> **KUTIPAN TEKS**
'''

Lukas 1:5-25
Pada zaman Herodes, raja Yudea, adalah seorang imam yang bernama Zakharia dari rombongan Abia. Istrinya juga berasal dari keturunan Harun, namanya Elisabet. Keduanya adalah benar di hadapan Allah dan hidup menurut segala perintah dan ketetapan Tuhan dengan tidak bercacat. Tetapi mereka tidak mempunyai anak, sebab Elisabet mandul dan keduanya telah lanjut umurnya.
Pada suatu kali, waktu tiba giliran rombongannya, Zakharia melakukan tugas keimaman di hadapan Tuhan. Sebab ketika diundi, sebagaimana lazimnya, untuk menentukan imam yang bertugas, dialah yang ditunjuk untuk masuk ke dalam Bait Suci dan membakar ukupan di situ. Sementara itu seluruh umat berkumpul di luar dan sembahyang. Waktu itu adalah waktu pembakaran ukupan. Maka tampaklah kepada Zakharia seorang malaikat Tuhan berdiri di sebelah kanan mezbah pembakaran ukupan. Melihat hal itu ia terkejut dan menjadi takut. Tetapi malaikat itu berkata kepadanya: “Jangan takut, hai Zakharia, sebab doamu telah dikabulkan dan Elisabet, istrimu, akan melahirkan seorang anak laki-laki bagimu dan haruslah engkau menamai dia Yohanes. Engkau akan bersukacita dan bergembira, bahkan banyak orang akan bersukacita atas kelahirannya itu. Sebab ia akan besar di hadapan Tuhan dan ia tidak akan minum anggur atau minuman keras dan ia akan penuh dengan Roh Kudus mulai dari rahim ibunya; ia akan membuat banyak orang Israel berbalik kepada Tuhan, Allah mereka, dan ia akan berjalan mendahului Tuhan dalam roh dan kuasa Elia untuk membuat hati bapa-bapa berbalik kepada anak-anaknya dan hati orang-orang durhaka kepada pikiran orang-orang benar dan dengan demikian menyiapkan bagi Tuhan suatu umat yang layak bagi-Nya.” Lalu kata Zakharia kepada malaikat itu: “Bagaimanakah aku tahu, bahwa hal ini akan terjadi? Sebab aku sudah tua dan istriku sudah lanjut umurnya.” Jawab malaikat itu kepadanya: “Akulah Gabriel yang melayani Allah dan aku telah diutus untuk berbicara dengan engkau dan untuk menyampaikan kabar baik ini kepadamu. Sesungguhnya engkau akan menjadi bisu dan tidak dapat berkata-kata sampai kepada hari, di mana semuanya ini terjadi, karena engkau tidak percaya akan perkataanku yang akan nyata kebenarannya pada waktunya.” Sementara itu orang banyak menanti-nantikan Zakharia. Mereka menjadi heran, bahwa ia begitu lama berada dalam Bait Suci. Ketika ia keluar, ia tidak dapat berkata-kata kepada mereka dan mengertilah mereka, bahwa ia telah melihat suatu penglihatan di dalam Bait Suci. Lalu ia memberi isyarat kepada mereka, sebab ia tetap bisu. Ketika selesai jangka waktu tugas jabatannya, ia pulang ke rumah.

'''

> **TUGAS YANG DIKERJAKAN**
• a. Menurut kutipan Lukas 1:5-25, mengapa Zakharia akan menjadi bisu sampai hari semuanya itu terjadi? Jelaskan dalam satu sampai tiga kalimat.
• b. Sajikan dalam bentuk tabel Markdown dengan kolom No dan Isi baris-baris entri mulai dari baris yang memuat "231, row 186." sampai dengan akhir entri, tanpa baris kosong.

> **ENTRI YANG DISEDIAKAN**

'''

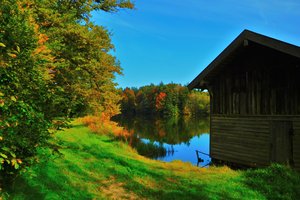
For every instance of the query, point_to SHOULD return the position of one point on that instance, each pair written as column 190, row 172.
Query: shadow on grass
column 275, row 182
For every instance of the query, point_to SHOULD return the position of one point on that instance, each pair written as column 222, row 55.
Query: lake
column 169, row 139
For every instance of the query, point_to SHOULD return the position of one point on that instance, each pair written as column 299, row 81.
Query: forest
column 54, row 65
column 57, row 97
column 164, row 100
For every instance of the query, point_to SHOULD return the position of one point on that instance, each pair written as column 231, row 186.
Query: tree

'''

> **JAWABAN SETIAP TUGAS**
• a. Zakharia akan menjadi bisu karena ia tidak percaya akan perkataan malaikat Gabriel, yang akan nyata kebenarannya pada waktunya. Ketidakpercayaan itu tampak ketika ia bertanya bagaimana ia dapat tahu bahwa hal itu akan terjadi, sebab ia sudah tua dan istrinya sudah lanjut umurnya.

• b.
| No | Isi |
|---|---|
| 1 | For every instance of the query, point_to SHOULD return the position of one point on that instance, each pair written as column 231, row 186. |
| 2 | Query: tree |